## Given records

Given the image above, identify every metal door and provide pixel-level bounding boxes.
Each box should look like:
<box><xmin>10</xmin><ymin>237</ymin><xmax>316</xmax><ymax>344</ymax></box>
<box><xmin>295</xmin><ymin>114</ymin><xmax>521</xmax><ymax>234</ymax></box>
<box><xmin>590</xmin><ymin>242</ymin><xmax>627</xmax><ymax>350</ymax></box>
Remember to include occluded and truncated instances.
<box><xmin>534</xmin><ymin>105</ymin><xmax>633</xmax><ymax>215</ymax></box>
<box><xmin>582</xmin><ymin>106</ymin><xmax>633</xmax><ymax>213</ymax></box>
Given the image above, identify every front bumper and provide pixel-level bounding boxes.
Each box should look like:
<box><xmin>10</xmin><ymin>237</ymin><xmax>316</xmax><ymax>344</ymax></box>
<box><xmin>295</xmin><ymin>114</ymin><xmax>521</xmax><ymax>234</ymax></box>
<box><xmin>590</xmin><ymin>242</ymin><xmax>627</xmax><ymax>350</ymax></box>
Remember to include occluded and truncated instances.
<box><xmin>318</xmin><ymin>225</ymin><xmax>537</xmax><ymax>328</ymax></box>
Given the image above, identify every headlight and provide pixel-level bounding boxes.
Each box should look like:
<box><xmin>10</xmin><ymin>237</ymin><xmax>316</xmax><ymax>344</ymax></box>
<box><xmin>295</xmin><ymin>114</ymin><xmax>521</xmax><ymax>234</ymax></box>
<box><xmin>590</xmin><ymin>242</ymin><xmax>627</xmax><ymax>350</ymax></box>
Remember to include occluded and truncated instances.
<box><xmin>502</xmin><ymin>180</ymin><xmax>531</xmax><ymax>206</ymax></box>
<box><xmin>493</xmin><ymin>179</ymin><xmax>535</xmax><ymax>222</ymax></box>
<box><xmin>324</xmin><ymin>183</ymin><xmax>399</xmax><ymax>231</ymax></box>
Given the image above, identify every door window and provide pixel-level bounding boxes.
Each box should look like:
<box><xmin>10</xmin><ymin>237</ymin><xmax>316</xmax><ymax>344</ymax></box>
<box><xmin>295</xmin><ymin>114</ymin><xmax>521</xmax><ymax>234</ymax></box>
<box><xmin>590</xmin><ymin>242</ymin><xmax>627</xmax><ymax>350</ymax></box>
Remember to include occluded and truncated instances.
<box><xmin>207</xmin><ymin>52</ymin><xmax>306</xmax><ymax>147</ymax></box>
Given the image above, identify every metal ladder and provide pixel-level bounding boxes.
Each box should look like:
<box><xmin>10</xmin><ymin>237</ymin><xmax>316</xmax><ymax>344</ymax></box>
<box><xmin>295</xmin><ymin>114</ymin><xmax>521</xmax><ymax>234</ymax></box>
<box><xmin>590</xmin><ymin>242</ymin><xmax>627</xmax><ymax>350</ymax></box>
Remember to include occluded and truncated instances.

## What this task involves
Show every line in the items above that contains the word "metal", copying each such line in full.

## Full solution
Given the image above, identify every metal door and provide pixel-level bounding boxes.
Given the image above, identify every metal ladder and provide pixel-level bounding boxes.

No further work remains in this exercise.